— start EXERCISE INPUTS —

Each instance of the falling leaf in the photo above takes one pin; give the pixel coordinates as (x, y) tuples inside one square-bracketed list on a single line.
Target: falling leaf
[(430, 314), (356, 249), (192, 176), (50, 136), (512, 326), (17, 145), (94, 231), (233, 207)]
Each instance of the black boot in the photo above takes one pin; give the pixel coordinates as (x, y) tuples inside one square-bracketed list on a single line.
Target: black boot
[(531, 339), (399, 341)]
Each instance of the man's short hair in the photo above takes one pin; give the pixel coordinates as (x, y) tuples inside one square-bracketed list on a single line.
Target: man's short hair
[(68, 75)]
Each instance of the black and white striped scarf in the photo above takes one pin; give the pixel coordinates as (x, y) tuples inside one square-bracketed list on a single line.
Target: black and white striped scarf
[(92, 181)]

— end EXERCISE INPUTS —

Output each line of the records above again, unchanged and in the same order.

Each instance of the falling leaf in the photo above takes one pin; give the pixel coordinates as (x, y) tuples inside one square-bracketed list on a single line.
Target: falling leaf
[(430, 314), (356, 249), (192, 176), (50, 136), (512, 326), (17, 145), (94, 231), (233, 207)]
Each instance of the black boot in the photo above takes one pin; give the pixel coordinates as (x, y) tuples inside one square-bracketed list on a single line.
Target: black boot
[(531, 339), (399, 341)]
Each instance of the man's short hair in the photo above takes one pin; give the pixel coordinates as (x, y) tuples inside one square-bracketed list on a single line.
Target: man's short hair
[(68, 75)]
Each instance of the black and white striped scarf in the photo above takes one pin; give the pixel coordinates as (x, y) tuples inside one square-bracketed list on a single line.
Target: black and white striped scarf
[(92, 181)]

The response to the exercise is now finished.